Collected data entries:
════════════════════
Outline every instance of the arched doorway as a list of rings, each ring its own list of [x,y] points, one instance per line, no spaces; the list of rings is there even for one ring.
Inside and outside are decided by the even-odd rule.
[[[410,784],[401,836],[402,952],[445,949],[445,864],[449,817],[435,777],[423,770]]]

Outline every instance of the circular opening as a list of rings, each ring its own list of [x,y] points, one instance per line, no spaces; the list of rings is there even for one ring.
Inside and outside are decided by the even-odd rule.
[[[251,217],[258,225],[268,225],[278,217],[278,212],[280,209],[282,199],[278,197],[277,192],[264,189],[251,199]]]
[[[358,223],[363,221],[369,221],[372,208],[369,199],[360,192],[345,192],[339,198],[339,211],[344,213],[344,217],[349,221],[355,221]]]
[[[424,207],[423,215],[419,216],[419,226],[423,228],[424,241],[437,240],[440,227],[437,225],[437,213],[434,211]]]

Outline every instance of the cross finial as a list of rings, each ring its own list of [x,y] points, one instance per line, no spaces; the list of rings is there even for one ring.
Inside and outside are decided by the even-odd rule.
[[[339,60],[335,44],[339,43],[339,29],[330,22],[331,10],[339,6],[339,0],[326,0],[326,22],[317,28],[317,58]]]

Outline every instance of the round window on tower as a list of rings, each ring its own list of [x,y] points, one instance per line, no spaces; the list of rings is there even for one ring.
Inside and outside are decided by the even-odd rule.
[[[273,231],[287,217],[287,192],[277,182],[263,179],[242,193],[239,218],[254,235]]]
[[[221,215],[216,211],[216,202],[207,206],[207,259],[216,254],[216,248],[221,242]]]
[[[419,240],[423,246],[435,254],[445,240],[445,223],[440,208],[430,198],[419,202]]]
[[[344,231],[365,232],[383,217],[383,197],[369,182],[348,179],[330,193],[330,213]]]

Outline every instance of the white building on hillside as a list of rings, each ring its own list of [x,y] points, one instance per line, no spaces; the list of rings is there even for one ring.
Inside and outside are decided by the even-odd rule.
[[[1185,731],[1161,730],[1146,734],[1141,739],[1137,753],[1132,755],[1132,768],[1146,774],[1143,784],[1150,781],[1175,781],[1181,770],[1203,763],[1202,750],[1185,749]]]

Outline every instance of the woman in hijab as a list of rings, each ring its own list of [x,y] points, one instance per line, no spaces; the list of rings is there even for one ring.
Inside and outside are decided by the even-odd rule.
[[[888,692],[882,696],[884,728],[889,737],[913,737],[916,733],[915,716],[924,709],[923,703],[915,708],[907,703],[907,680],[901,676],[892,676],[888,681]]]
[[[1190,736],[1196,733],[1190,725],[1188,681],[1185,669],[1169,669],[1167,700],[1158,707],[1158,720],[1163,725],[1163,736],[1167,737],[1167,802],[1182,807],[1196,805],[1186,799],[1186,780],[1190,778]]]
════════════════════
Objective:
Could you quote all of the material above word for word, every line unchanged?

Solution for this task:
Outline every instance of the arched doorway as a list of rings, each ring its own list of [x,y] points, one instance per line, no spaces; the list of rings is there even for one ring.
Inside and outside are decided by the even-odd rule.
[[[410,784],[401,836],[402,952],[445,949],[445,864],[449,817],[435,777],[423,770]]]

Outline every instance of the circular opening as a list of rings, each ring its own list of [x,y] points, one instance per line, no spaces; the list of rings is there even for one ring.
Inside and outside are decided by the even-odd rule.
[[[251,217],[258,225],[268,225],[278,217],[278,212],[280,209],[282,199],[278,197],[277,192],[264,189],[251,199]]]
[[[358,223],[363,221],[369,221],[372,208],[369,199],[360,192],[345,192],[339,198],[339,211],[344,213],[344,217],[349,221],[355,221]]]
[[[424,207],[423,215],[419,216],[419,226],[423,228],[424,241],[437,240],[440,227],[437,225],[437,213],[434,211]]]

Outline every instance of the cross finial as a list of rings, each ring its own list of [x,y] points, one instance per line, no spaces; the list of rings is there even for one ring.
Inside and outside are decided by the even-odd rule.
[[[339,60],[335,44],[339,43],[339,29],[330,22],[331,10],[339,6],[339,0],[326,0],[326,22],[317,28],[317,58]]]

Outline every instance of the round window on tower as a list of rings, each ring its own list of [x,y] points, one instance per line, no spaces; the list of rings is there even for one ring.
Inside and outside are decided by the even-odd rule.
[[[273,231],[287,217],[287,192],[277,182],[263,179],[242,193],[239,218],[254,235]]]
[[[221,215],[216,211],[216,202],[207,206],[207,259],[216,254],[216,248],[221,242]]]
[[[419,240],[423,246],[435,254],[445,240],[445,223],[440,208],[430,198],[419,202]]]
[[[344,231],[365,232],[383,217],[383,197],[369,182],[348,179],[330,193],[330,213]]]

Outline every instance of the white building on hillside as a list of rings, each ring its own list of [x,y] points, one instance per line, no spaces; the list of rings is there even for one ring.
Inside and outside are decided by the even-odd rule.
[[[1185,731],[1161,730],[1146,734],[1141,739],[1137,753],[1132,755],[1132,768],[1146,774],[1143,784],[1150,781],[1175,781],[1181,770],[1203,763],[1202,750],[1185,749]]]

Outline every instance of the woman in hijab as a list of rings, each ring its own list of [x,y] points, one instance per line, no spaces; the list of rings is there even for one ring.
Inside and outside are decided by the even-odd rule.
[[[888,692],[882,696],[884,728],[889,737],[913,737],[916,733],[915,716],[924,709],[923,703],[915,708],[907,703],[907,680],[901,676],[892,676],[888,681]]]
[[[1190,736],[1196,733],[1190,725],[1188,681],[1185,669],[1169,669],[1167,700],[1158,707],[1158,720],[1163,725],[1163,736],[1167,737],[1167,802],[1182,807],[1196,805],[1186,799],[1186,780],[1190,778]]]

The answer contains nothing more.